List of tasks:
- A) According to the patent article, who should you talk to before applying for any kind of protection?
- B) List every way the patent article says a legal professional can help you.
- C) Quote everything in the patent article from "If you’re planning" down to "business at all.".

When it comes to being a brilliant business innovator, you might be wondering how you can protect your work from being copied. Especially if you’ve invented something brand new, you don’t want your exciting new creation being sold down on the market the next day for a tenner.
That’s where patents, and other forms of intellectual property protection, come in. The type of business idea or invention you’ve come up with will affect the type of legal protection you’ll need (and be able to get).
If you’re planning on applying for any kind of protection we recommend you seek legal advice first. These things can get pretty tricky (and expensive) so it’s worth having a chat with a legal professional who specialises in IP and patents. They’ll be able to help you navigate the paperwork and understand what’s needed – or if a patent is even right for your business at all.
And, just a word of warning, this article isn’t going to make you laugh out loud – it’s a fairly dry subject, but we’ve broken it down as simple as humanely possible. Ready? OK, let’s dive in.
What is a patent?

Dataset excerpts
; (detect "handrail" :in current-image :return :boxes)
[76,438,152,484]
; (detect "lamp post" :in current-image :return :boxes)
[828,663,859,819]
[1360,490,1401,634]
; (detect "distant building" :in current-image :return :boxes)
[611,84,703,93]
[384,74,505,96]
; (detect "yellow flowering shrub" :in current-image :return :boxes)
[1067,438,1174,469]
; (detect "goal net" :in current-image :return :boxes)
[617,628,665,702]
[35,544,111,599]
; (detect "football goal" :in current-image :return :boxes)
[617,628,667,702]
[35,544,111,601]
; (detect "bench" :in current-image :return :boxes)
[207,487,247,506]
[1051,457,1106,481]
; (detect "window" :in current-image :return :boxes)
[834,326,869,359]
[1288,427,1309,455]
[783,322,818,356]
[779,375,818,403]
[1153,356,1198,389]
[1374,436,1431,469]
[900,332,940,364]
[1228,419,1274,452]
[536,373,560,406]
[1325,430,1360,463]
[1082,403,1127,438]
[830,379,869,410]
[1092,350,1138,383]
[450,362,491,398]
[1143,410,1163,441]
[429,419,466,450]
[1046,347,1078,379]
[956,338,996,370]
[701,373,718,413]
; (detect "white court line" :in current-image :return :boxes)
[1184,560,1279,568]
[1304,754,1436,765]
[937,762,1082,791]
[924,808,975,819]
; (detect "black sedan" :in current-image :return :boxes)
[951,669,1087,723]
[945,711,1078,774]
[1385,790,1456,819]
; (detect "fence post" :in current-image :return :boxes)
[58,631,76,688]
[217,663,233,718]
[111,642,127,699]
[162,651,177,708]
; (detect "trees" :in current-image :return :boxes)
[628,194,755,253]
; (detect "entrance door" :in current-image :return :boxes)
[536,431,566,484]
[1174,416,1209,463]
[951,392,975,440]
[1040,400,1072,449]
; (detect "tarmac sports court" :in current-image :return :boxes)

Exercise answers:
- A) A legal professional who specializes in IP and patents.

- B)
- Navigate the paperwork
- Understand what's needed
- Decide whether a patent is even right for your business at all

- C)
If you’re planning on applying for any kind of protection we recommend you seek legal advice first. These things can get pretty tricky (and expensive) so it’s worth having a chat with a legal professional who specialises in IP and patents. They’ll be able to help you navigate the paperwork and understand what’s needed – or if a patent is even right for your business at all.